WORK TO BE COMPLETED: Find each line in the listing below that contains the string "Target" and copy those lines out.

(Collection entries)

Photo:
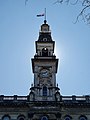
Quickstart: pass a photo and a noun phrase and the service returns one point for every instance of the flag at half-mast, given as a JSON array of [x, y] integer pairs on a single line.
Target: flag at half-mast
[[40, 15]]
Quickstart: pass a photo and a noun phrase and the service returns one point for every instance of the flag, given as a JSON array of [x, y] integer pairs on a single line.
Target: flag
[[26, 2], [40, 15]]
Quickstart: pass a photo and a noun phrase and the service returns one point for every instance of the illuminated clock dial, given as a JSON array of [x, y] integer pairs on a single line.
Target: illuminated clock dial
[[44, 73]]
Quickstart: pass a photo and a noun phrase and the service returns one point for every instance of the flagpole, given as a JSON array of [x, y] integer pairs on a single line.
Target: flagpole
[[45, 14]]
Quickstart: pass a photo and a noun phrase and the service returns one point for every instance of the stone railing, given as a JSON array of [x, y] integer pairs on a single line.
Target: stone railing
[[13, 98], [62, 98]]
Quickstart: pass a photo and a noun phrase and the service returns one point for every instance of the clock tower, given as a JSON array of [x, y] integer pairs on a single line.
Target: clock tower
[[44, 66]]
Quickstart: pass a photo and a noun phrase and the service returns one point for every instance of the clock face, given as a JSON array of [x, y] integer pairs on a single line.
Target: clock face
[[44, 73]]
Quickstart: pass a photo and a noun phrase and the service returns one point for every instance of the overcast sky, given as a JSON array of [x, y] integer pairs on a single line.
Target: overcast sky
[[19, 29]]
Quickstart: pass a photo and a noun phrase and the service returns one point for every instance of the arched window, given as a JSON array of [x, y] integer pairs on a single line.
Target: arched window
[[44, 52], [6, 117], [67, 117], [44, 91], [44, 118]]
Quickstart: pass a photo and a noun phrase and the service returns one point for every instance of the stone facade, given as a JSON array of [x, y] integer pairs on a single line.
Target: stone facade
[[44, 102]]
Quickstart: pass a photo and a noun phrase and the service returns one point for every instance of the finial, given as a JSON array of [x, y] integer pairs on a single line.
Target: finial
[[45, 21]]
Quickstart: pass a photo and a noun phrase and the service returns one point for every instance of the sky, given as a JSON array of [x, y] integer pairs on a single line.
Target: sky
[[19, 29]]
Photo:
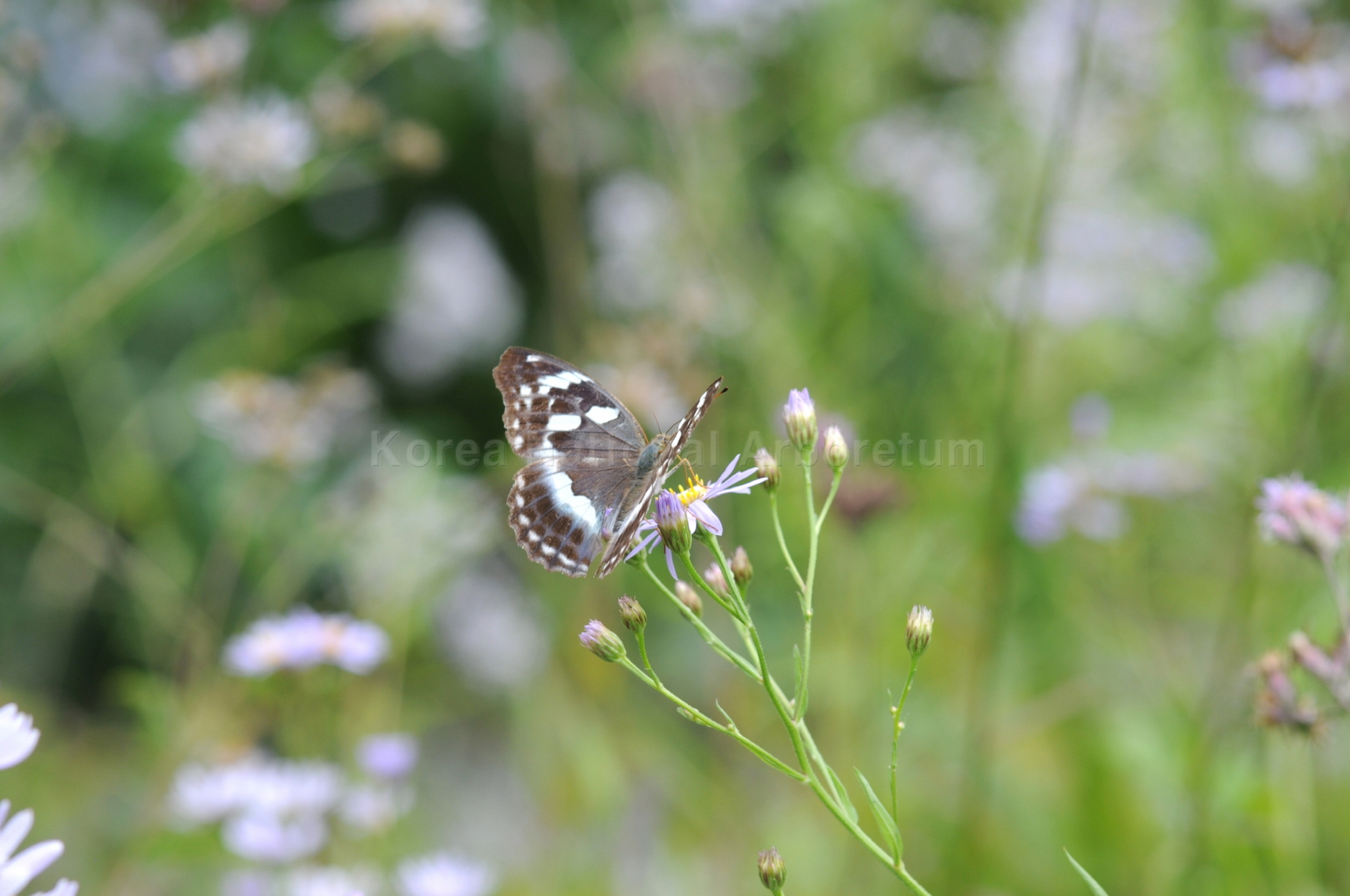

ANSWER TO THE EXERCISE:
Target: flag at half-mast
Target: flag
Target: illuminated clock dial
Target: flagpole
Target: stone railing
Target: clock tower
Target: clock face
Target: overcast sky
Target: arched window
Target: stone facade
Target: finial
Target: sky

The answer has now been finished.